**THE TASK**:
Can you pull out every line below that contains the word "hair" and copy each one in full?

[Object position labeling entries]
········
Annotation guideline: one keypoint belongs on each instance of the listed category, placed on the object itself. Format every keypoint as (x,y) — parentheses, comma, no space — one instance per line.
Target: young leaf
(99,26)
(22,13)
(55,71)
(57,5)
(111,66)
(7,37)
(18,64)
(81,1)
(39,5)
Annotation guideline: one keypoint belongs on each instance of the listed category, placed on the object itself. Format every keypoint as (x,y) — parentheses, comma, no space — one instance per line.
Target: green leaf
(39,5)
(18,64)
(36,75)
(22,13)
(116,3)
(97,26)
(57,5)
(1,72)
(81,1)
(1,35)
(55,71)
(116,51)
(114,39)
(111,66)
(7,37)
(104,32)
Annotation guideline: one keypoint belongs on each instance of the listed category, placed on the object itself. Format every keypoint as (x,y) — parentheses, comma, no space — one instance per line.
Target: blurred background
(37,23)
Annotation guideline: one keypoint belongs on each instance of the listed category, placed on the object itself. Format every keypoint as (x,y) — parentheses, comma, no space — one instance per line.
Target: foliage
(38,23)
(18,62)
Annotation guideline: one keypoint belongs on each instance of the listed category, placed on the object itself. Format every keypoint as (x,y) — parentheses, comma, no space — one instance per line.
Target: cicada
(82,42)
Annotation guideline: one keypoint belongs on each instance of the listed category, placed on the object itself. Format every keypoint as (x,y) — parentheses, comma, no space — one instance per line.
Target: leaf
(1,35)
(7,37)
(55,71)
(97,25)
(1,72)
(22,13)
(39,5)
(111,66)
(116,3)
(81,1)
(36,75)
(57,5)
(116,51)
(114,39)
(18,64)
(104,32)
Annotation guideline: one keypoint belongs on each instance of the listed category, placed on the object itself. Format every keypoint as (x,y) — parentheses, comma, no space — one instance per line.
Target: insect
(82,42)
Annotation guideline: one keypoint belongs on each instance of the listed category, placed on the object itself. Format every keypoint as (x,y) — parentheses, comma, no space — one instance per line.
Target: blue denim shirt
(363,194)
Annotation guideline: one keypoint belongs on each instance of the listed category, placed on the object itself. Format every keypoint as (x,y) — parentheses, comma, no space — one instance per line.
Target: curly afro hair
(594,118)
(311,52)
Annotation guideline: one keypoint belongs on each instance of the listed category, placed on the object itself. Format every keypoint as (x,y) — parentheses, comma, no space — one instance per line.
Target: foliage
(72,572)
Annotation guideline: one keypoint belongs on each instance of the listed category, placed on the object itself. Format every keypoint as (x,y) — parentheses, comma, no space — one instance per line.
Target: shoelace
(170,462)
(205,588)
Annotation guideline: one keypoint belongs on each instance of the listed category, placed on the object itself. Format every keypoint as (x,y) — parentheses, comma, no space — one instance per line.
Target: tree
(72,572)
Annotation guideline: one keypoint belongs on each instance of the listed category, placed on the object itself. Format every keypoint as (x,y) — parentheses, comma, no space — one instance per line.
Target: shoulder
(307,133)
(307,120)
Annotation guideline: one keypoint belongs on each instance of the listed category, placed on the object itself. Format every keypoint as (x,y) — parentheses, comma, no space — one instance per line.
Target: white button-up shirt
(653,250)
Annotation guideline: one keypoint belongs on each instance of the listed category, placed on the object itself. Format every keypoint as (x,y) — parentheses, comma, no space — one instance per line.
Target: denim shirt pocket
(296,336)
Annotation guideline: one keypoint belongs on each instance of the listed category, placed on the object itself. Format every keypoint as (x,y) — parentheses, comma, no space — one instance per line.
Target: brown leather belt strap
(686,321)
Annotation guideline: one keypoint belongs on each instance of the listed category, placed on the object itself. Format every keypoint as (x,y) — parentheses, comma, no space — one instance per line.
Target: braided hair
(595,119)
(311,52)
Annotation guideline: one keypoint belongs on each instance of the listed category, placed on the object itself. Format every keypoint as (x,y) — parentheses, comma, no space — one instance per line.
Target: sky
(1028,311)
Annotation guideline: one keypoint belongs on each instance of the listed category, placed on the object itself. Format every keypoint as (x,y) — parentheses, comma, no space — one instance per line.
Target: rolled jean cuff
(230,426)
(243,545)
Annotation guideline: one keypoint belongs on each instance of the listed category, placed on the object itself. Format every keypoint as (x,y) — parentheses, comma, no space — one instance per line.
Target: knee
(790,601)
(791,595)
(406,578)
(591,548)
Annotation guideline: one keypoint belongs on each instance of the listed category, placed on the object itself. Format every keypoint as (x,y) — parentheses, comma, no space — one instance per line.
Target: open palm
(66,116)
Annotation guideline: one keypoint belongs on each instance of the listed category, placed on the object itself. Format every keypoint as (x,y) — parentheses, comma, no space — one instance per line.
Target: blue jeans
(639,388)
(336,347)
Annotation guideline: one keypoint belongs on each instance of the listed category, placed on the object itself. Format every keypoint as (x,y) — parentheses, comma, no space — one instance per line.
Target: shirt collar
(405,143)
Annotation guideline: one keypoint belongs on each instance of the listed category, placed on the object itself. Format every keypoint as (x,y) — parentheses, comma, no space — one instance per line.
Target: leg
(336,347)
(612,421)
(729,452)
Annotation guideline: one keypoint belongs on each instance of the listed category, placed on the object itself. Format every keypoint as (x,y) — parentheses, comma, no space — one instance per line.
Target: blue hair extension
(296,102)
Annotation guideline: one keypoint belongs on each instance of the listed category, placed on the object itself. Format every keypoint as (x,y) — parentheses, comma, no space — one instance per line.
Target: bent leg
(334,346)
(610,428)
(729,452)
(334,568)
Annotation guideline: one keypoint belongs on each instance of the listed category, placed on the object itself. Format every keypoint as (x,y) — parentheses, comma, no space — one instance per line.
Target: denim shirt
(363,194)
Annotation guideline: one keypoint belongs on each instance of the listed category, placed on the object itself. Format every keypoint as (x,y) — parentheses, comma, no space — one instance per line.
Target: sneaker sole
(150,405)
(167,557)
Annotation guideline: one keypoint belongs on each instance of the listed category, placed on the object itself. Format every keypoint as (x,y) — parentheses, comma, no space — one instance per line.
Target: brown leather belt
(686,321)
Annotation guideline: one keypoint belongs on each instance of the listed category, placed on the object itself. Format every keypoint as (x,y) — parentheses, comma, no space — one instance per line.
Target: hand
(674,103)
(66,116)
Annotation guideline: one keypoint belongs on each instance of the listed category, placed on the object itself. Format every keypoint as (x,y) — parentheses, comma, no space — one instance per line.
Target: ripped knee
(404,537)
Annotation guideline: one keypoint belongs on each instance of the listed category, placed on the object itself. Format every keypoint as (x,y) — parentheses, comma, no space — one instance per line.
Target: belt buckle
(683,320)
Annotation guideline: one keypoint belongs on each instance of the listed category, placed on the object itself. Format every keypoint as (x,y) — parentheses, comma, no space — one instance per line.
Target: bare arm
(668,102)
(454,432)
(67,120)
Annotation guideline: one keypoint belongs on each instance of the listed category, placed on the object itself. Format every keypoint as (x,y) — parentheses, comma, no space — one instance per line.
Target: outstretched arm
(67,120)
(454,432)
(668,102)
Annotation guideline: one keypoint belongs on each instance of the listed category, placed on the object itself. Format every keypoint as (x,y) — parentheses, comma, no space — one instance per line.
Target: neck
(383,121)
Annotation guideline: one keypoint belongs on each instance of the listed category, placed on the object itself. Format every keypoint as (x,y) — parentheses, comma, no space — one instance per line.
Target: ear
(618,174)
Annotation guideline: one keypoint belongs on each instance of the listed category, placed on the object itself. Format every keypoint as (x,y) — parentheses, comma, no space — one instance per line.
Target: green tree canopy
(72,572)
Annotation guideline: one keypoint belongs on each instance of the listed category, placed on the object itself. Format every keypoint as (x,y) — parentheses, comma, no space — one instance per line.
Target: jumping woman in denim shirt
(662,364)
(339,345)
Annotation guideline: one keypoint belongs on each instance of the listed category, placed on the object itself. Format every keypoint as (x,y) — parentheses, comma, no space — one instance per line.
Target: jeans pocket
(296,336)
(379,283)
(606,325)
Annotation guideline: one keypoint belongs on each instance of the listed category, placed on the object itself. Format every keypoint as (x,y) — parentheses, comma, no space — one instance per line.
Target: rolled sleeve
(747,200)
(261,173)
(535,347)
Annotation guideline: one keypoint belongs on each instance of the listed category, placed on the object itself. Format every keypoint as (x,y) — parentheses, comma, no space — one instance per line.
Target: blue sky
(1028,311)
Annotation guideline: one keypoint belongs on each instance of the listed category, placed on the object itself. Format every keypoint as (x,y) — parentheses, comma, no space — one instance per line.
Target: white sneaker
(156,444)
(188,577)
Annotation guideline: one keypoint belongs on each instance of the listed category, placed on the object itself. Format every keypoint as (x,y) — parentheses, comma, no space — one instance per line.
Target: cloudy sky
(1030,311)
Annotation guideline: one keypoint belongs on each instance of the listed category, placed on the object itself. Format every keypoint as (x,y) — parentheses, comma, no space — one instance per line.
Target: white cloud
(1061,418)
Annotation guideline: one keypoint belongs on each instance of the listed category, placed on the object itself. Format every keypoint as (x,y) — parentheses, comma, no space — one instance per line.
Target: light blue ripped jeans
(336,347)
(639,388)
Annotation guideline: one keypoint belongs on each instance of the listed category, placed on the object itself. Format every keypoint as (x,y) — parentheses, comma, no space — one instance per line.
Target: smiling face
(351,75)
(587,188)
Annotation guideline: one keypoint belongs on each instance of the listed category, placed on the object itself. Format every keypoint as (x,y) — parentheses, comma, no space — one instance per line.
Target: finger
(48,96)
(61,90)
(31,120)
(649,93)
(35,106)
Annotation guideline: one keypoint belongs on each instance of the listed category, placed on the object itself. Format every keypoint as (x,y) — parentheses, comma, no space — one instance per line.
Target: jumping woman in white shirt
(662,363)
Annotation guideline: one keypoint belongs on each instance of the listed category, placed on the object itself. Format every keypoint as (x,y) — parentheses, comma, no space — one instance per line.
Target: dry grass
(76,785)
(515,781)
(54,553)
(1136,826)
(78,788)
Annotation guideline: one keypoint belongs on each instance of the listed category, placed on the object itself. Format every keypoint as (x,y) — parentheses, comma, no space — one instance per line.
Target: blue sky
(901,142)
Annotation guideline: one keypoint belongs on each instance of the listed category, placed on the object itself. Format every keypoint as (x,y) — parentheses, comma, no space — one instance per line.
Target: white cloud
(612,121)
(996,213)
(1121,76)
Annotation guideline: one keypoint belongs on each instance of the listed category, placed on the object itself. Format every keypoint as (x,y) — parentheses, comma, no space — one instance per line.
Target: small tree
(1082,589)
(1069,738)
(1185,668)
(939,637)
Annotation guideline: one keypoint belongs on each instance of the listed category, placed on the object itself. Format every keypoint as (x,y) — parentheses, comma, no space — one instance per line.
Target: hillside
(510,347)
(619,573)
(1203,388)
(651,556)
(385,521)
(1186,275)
········
**TASK RESPONSE**:
Target: curly afro hair
Target: braided hair
Target: blue hair extension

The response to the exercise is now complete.